=== Requirements ===
Carry on the sermon passage about Zacchaeus and uncalculating generosity, starting right after its final sentence.

=== Text to read ===
______________________________

Now, I’m not suggesting the word of God for us this morning
is that we all give until we’re broke, penniless, and dependent,
not only in terms of money,
but also in time, talents, relationships.
I’m not inviting us to be stupid and reckless
with everything we have.
But I am inviting us to be a little less calculating.
I say this as a consummate calculator, myself.
I like to weigh the cost.
And I like to compare the cost to the benefit.
And I do that before I decide something.
So I’m brought up short by Zacchaeus,
who towers over me,
in his willingness to be uncalculatingly generous.
Think about it, if I have structured my life in such a way,
that it’s almost impossible to lose,
haven’t I just eliminated the need for faith?
If I have made my own lot secure,
by calculating what I need and when,
and ensuring it’s there whenever I need it,
am I leaving room for any new life-changing adventure,
and the risk that inevitably goes with it?
If I have worked things out to my advantage in my wilderness,
in order to be as secure in mine, as Zacchaeus was in his . . .
then maybe I’m just as much in need of salvation as he was.
We all have different kinds of wilderness.

______________________________

=== Recorded data ===
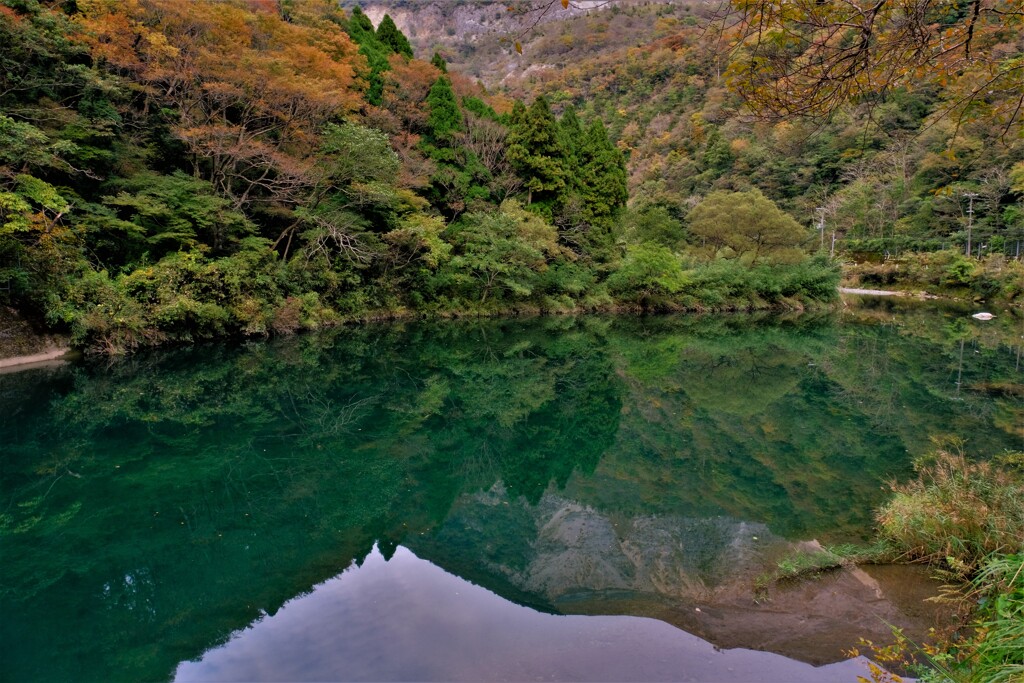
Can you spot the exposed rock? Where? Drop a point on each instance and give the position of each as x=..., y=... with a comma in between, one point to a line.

______________________________

=== Result for this task ===
And therefore, we have different kinds of security strategies.
I don’t know where this story touches yours.
You’ll have to ponder and reflect on that.
Some of you may right now be just as secure as Zacchaeus was,
prior to his encounter with Jesus.
So the challenge to you is to have the courage to release your hold
on that security you are enjoying—
be that financial, or professional, or relational,
or psychological, or religious security.
The word from this Gospel might be to let go
of what is helping your wilderness
be more predictable and manageable.
But others . . . might be at a very different place.
You may be reeling right now
with an overwhelming sense of in-security.
In your wilderness, you might find yourself at a precipice—
financially, professionally, relationally,
psychologically, or spiritually.
It might feel like you’re in a free fall right now,
so letting go isn’t your biggest problem.
Maybe it’s finding something solid to hold on to.
In that case, maybe the word of today’s Gospel for you
is to lean in to the love of Jesus in a deeper way,
in the absence of other forms of security.
At our most insecure, we’re not likely to claw our way back,
or calculate our escape from the wilderness.
Maybe the best thing we can do,
is lean harder on the love of God that is ours in Christ,
and watch that love take on flesh
in the lives of our sisters and brothers around us,
and then see where that love takes us.
Maybe in this story,
you can find comfort in a Jesus who pursues us,
and meets us wherever we are in the wilderness—
in the crowd, up a tree, at the table, in the temple.
Jesus seeks us out, invites us to a deeper level of dependence,
and brings salvation.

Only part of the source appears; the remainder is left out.